Consigne 1 –
D'après l'extrait ci-dessous, quel rôle Hypatie tenait-elle auprès du gouvernement de la cité ?

Extrait retenu –
──────
Présenter la femme dans le contexte de ce que fut la société païenne, dans des conditions d’émancipation comme celles qui caractérisent Hypatie, serait absolument incompréhensible si on ne signale pas en même temps que c’est le développement croissant du christianisme et sa conception de l’égale dignité de l’homme et de la femme qui les ont rendues justement possibles. Le paganisme, les Classiques grecs et romains ont conféré à la femme un rôle subalterne et essentiellement domestique et en aucun cas lié aux institutions publiques, exception faite pour des cultes religieux spécifiques et déterminés. Ce qui veut dire qu’Hypatie est le résultat de l’évolution de la société influencée de manière croissante par le christianisme. Et cela notre réalisateur l’escamote..
Pareillement, de la même façon qu’Amenábar présent Hypatie, il est nécessaire de se rappeler d’autres figures de femmes philosophes ou écrivains comme Eudocie, née dans une famille païenne sous le nom d’Athénaïs, et convertie ensuite au christianisme. La présence publique de femmes dans une société qui était en train de se christianiser s’explique seulement par ce dernier fait, lequel contredit de plein fouet ce que Amenábar nous raconte. Comme le fait de vouloir présenter le paganisme, le néo-platonisme même, comme une source de raison et de lumière. Pas de doute que Platon, comme d’autres Classiques, a été à l’origine d’importants apports à la philosophie, mais ce que nous connaissons de ces apports comme bon est passé par le tamis de l’interprétation, et dans beaucoup de cas, celui de Saint Augustin, la recréation chrétienne.
Le platonisme intégral, sans rien d’autre et sans nuances, serait quelque chose d’inacceptable pour un esprit éclairé et celui qui en doute, qu’il s’intéresse seulement à “La République. (*)
L’idée de la confrontation brutale entre des chrétiens et des païens est elle aussi absolument fausse. Dans l’empire byzantin et à Alexandrie en particulier, de nombreuses troubles se produisirent aux IV et V ème siècles, fruits de tensions entre les différents courants politiques et des chrétiens eux-mêmes. Hypatie est morte mais aussi des évêques avant elle. Ce fut une période de luttes politiques fortes. C’est si évident que les relations entre les penseurs chrétiens et païens furent, en général, bonnes. En réalité, beaucoup appartenaient aux mêmes familles. Hypatie elle-même eut parmi ses élèves des chrétiens et des païens et elle fut conseiller aulique du gouvernement de la cité.
──────
Consigne 2 –
Relevez chaque ligne des enregistrements qui contient le mot "every". Tenez compte de la casse.
──────
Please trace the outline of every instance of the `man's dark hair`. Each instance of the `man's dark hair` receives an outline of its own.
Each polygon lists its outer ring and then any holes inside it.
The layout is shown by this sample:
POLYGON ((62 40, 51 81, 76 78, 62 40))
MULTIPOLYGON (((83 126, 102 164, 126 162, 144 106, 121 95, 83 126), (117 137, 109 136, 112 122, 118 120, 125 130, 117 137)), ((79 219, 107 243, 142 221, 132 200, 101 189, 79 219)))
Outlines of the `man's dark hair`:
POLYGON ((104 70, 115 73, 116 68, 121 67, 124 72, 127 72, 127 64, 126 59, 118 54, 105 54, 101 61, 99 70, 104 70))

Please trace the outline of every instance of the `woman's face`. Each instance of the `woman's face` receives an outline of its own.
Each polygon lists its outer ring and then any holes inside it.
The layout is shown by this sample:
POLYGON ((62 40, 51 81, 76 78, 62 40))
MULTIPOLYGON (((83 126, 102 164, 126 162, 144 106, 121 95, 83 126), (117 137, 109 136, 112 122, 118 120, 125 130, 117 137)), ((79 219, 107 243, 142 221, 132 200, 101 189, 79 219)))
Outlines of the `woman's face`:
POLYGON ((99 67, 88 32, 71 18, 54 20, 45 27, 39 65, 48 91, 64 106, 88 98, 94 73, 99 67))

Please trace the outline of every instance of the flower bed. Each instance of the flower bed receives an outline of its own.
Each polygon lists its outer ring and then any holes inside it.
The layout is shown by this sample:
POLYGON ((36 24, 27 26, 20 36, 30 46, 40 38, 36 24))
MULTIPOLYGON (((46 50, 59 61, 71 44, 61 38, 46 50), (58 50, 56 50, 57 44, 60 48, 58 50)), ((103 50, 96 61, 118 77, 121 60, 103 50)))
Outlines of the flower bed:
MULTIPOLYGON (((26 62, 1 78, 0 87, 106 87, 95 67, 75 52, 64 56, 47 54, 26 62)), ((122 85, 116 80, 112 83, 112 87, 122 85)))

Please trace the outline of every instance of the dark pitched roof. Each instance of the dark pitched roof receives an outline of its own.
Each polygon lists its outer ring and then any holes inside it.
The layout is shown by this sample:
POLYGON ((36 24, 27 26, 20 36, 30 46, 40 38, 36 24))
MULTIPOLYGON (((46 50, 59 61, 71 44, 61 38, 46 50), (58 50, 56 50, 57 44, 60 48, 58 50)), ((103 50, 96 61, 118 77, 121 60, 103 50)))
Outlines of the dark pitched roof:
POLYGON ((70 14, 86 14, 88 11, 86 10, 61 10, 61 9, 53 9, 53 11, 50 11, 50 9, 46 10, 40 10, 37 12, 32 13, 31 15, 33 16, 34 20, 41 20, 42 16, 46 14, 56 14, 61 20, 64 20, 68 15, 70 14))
──────
Réponse 1 –
Elle fut conseiller aulique du gouvernement de la cité.

Réponse 2 –
Please trace the outline of every instance of the `man's dark hair`. Each instance of the `man's dark hair` receives an outline of its own.
Please trace the outline of every instance of the `woman's face`. Each instance of the `woman's face` receives an outline of its own.
Please trace the outline of every instance of the flower bed. Each instance of the flower bed receives an outline of its own.
Please trace the outline of every instance of the dark pitched roof. Each instance of the dark pitched roof receives an outline of its own.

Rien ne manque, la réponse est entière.